Source passage

# Subaru WRX STI



## Alzak (Aug 31, 2010)

Hi All

Subaru Impreza WRX STI generally in good condition mechanically ... but paintwork seen better days I have been promised by owner it will be looked after now after this detail lol

Big thanks to people who contributed to this write up my friend Piotr and car owner Kriss thumbs-up

At 9am Saturday morning I have been given keys to one of my favourite cars and have to say after this detail I feel in love again.

There is few pictures lacking from step by step write up ... I concentrate on this car bit to much and forget to take some pictures.

So lets ball rolling ... this is my task for Saturday

After initial picture sesion








































































































































First we set off with pre was using Valet pro Orange pre-wash and gloosworkz shampoo and some brushes to get dirt off from hardly accesible places.




























As work was done outside we have been surprised with a "bit" of rain...



















Bit off rain drying.










After rain passed by time for another stage where I used one of my newest product "clay cloth" and looks like I will never use clay agin.



















Time to rinse off clay lubricant which was a bit off shampoo and water and dry car off to get ready for serious job.










Spoiler off... bit of cleaning to do.





































And we are left with this.










Engine cleaned with APC and various brushes.

Before









After









Paint thickness taken and recorded.



















All gaps taped up.




























Exhaust polished using blackfire polish

Before









After


















After trying about 8 polishes on various pads I set on white lake country with 4N wolf and for blue lake country/yellow 3M pad with 3M yellow cap ( after all this years 3m still surprised me from time to time)





































Due to having just one day not many pictures was taken during polishing stage but some nic 50:50 will do.























































Some work on headlights was needed hez pad with wolfs 6N.

Before









50:50









After









Snowfoam to remove all dust from compounding work using autobrite foam.



















Rinsing.




























Now some time for inside unfortunately pic not taken.



















Dressing on with some 50:50 using AF Revive.



















As protection of choice HCC given for some test from Jason.



















Few after pictures





































And as must nice Tesco photoshot...

















































































































































Hope you all like it

Thanks for reading :thumb:


----------



## gibbo555 (May 3, 2011)

Data excerpts

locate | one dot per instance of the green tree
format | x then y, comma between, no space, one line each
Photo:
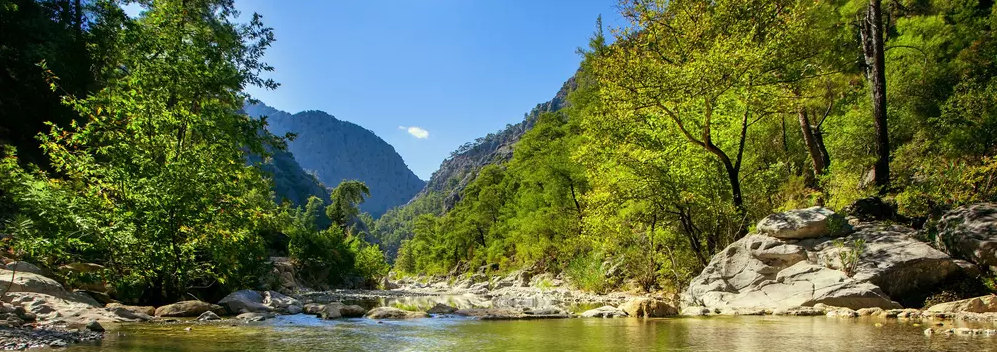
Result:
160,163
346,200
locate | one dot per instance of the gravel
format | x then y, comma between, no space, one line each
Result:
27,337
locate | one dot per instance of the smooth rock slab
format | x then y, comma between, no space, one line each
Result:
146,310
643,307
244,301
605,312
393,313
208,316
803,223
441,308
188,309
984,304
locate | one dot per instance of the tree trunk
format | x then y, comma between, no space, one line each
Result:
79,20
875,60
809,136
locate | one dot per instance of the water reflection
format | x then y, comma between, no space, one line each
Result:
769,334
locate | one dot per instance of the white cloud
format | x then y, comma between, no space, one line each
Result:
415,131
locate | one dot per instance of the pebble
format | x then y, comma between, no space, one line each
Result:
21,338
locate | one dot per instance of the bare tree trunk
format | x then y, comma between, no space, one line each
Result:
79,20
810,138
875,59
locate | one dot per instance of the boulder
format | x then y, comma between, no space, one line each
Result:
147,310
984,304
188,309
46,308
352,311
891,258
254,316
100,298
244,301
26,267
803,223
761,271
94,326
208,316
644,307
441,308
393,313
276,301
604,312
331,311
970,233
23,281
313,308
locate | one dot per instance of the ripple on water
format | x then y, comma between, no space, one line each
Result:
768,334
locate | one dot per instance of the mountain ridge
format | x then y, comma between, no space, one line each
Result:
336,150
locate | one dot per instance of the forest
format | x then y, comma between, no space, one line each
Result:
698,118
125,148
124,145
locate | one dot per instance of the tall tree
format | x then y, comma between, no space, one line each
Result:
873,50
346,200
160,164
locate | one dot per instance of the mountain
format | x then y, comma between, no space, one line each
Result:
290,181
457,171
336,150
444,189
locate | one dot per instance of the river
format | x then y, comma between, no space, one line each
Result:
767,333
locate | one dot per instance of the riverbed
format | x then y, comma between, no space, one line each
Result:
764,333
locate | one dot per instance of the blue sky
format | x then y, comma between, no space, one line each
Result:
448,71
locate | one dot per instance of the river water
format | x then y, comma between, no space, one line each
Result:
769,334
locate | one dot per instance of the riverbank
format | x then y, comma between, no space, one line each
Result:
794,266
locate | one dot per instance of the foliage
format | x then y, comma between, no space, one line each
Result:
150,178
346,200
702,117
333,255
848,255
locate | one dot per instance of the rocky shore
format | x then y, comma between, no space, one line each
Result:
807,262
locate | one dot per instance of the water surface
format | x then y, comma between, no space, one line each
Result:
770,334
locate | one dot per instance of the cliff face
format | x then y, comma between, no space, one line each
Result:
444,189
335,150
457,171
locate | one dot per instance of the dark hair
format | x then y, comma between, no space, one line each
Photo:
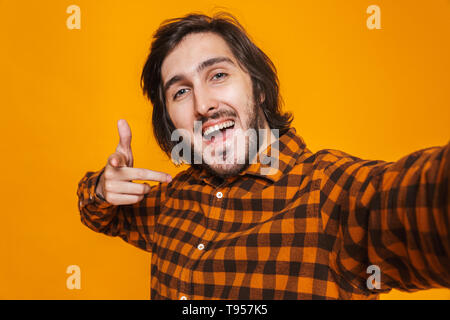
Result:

---

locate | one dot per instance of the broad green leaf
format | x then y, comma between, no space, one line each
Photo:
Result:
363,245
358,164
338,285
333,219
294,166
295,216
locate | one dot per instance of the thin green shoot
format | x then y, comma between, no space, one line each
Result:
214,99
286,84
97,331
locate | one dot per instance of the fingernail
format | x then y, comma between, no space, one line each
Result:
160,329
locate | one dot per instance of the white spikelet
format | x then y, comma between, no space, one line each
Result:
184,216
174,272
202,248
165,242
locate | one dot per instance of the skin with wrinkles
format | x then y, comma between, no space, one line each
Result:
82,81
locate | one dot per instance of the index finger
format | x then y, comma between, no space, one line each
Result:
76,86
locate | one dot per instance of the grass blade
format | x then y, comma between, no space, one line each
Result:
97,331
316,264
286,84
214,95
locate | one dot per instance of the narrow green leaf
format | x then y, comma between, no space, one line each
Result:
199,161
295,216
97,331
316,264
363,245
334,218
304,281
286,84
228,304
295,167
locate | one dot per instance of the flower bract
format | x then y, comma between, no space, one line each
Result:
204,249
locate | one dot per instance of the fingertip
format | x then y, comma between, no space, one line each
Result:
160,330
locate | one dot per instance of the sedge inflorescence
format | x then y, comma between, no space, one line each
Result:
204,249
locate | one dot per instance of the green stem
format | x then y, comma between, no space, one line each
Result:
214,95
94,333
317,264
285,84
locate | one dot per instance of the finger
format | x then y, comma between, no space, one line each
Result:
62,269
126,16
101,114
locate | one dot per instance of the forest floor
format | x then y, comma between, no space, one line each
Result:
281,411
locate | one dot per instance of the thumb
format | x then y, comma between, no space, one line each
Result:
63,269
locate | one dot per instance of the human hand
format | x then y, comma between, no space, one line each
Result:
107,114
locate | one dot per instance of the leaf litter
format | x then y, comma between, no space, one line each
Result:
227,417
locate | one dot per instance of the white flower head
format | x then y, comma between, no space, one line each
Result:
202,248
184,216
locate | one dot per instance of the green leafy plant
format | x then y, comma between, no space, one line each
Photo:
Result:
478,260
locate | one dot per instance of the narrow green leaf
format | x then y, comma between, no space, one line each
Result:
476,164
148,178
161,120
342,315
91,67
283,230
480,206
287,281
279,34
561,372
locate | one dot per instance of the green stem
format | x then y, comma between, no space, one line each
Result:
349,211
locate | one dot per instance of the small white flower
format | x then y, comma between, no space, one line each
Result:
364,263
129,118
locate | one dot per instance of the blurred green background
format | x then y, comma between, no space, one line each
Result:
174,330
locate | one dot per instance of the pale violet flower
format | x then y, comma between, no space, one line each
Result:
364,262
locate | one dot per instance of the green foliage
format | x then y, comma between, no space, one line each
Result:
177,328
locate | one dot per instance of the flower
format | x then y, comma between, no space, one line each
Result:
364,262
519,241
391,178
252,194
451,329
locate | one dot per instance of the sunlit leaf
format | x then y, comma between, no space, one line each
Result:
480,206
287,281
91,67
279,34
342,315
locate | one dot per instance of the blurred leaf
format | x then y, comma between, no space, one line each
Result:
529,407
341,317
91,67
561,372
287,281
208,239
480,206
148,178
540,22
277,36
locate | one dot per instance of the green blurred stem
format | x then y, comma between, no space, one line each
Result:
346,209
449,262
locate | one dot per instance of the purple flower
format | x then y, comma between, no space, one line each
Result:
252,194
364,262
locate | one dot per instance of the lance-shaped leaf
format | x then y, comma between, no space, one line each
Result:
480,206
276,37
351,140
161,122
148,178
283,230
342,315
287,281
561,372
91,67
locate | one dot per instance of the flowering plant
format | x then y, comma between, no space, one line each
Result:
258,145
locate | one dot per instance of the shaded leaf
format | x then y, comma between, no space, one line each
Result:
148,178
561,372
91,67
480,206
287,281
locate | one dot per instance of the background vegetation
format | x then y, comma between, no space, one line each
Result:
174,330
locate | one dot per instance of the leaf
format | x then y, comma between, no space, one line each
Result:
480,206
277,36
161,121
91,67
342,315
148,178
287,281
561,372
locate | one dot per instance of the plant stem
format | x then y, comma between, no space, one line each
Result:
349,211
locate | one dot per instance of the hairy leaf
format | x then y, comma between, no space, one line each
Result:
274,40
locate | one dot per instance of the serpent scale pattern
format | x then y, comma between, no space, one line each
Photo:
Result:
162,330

Written problem 1
List every person the Subaru WRX STI detailing thread names inside Alzak's post, leaving out the posters' usernames.
Written problem 2
Write the next part of the Subaru WRX STI detailing thread, picking up after its final line.

Task output 1
Piotr, Kriss, Jason

Task output 2
Nice turnaround :thumb:


----------



## WR1 Rich (Apr 7, 2012)

Looks great, love a blob eye, had 2 myself now!


----------



## Bartl (Apr 3, 2013)

Well done. Looks great


----------



## Posambique (Oct 20, 2010)

Beautiful, looks stunning.
Well done!

Somebody please change the wheel nuts though


----------



## CJC (Sep 3, 2011)

Nice job!


----------



## stangalang (Nov 27, 2009)

Nice one albert, looks great mate


----------



## s29nta (Mar 9, 2013)

Propa that! Good work:thumb:


----------



## stonejedi (Feb 2, 2008)

SuperbSJ.


----------



## Walshe_ian (Apr 13, 2013)

Stunning


----------



## Kash-Jnr (Mar 24, 2013)

Brilliant write up mate. A totally different car.


----------



## mjstokes85 (Nov 2, 2005)

Nice work! I am liking the clay cloth, might have to get one!


----------



## Dazz (Feb 8, 2013)

Brilliant job! Paint looks stunning! But I'll take a guess as this is the reason you didn't come to my work on Saturday :lol: :thumb:


----------



## lc25 (Nov 23, 2010)

Looks good, nice work !!


----------



## Alzak (Aug 31, 2010)

Dazz said:


> Brilliant job! Paint looks stunning! But I'll take a guess as this is the reason you didn't come to my work on Saturday :lol: :thumb:


Yes I was there on Friday lol


----------



## twincamsir (May 1, 2011)

tidy !


----------



## Buckweed (Aug 27, 2012)

Nice write up and pic's thanks for sharing :thumb:


----------



## Dazz (Feb 8, 2013)

Alzak said:


> Yes I was there on Friday lol


Oh sorry I missed you pal, been a busy week loads of call outs! Any luck?


----------



## Alzak (Aug 31, 2010)

Dazz said:


> Oh sorry I missed you pal, been a busy week loads of call outs! Any luck?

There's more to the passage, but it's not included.